### [EXERCISE DATA]
:::

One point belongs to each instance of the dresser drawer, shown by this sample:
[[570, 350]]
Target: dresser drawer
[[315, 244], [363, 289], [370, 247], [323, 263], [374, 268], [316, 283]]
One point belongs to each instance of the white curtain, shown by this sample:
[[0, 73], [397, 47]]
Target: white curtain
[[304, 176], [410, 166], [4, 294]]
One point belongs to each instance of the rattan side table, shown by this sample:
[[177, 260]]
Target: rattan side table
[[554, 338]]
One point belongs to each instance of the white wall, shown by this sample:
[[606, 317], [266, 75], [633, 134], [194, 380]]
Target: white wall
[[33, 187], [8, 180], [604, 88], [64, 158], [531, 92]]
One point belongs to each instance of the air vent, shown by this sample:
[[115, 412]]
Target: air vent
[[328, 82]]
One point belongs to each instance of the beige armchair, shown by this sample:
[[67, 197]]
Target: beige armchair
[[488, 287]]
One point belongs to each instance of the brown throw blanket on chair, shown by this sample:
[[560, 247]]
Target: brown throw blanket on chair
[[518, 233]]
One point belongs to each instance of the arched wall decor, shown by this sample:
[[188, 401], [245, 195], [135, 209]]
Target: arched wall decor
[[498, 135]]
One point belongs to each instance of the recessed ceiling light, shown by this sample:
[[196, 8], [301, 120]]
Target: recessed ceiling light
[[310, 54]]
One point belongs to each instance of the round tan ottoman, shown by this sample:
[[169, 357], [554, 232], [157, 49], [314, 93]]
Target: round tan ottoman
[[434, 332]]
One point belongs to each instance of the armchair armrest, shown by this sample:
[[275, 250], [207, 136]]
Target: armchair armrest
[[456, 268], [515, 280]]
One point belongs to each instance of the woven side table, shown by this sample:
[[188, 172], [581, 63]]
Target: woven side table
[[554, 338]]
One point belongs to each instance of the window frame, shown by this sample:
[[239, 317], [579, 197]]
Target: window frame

:::

Reproduce exactly the line containing "One point belongs to each instance of the round" and every line after it through the end of the records above, and nothing else.

### [COMPLETE ANSWER]
One point belongs to each instance of the round tan ottoman, shown by this sample:
[[169, 357], [554, 232], [157, 49], [314, 93]]
Target: round tan ottoman
[[434, 332]]
One point belongs to each instance of the armchair armrest, shown by this sample:
[[275, 250], [207, 136]]
Target: armchair armrest
[[456, 268], [515, 280]]
One point belongs to each instance of the woven side table, shown by this sample:
[[188, 172], [581, 63]]
Target: woven side table
[[554, 338]]
One point belongs to each instance of the window frame, shown by this sample:
[[239, 317], [579, 197]]
Target: window frame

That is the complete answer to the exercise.